__THE PROBLEM__:
Among the entries below, find the lines that hold the word "floor" and report them.

__DATA TO EXAMINE__:
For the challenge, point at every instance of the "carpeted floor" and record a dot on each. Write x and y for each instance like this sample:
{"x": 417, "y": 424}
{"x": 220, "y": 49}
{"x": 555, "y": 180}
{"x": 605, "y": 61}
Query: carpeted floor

__SOLVED EXERCISE__:
For the challenge, point at every instance of the "carpeted floor" and record a dot on each. Write x and y for each instance like this sample:
Query: carpeted floor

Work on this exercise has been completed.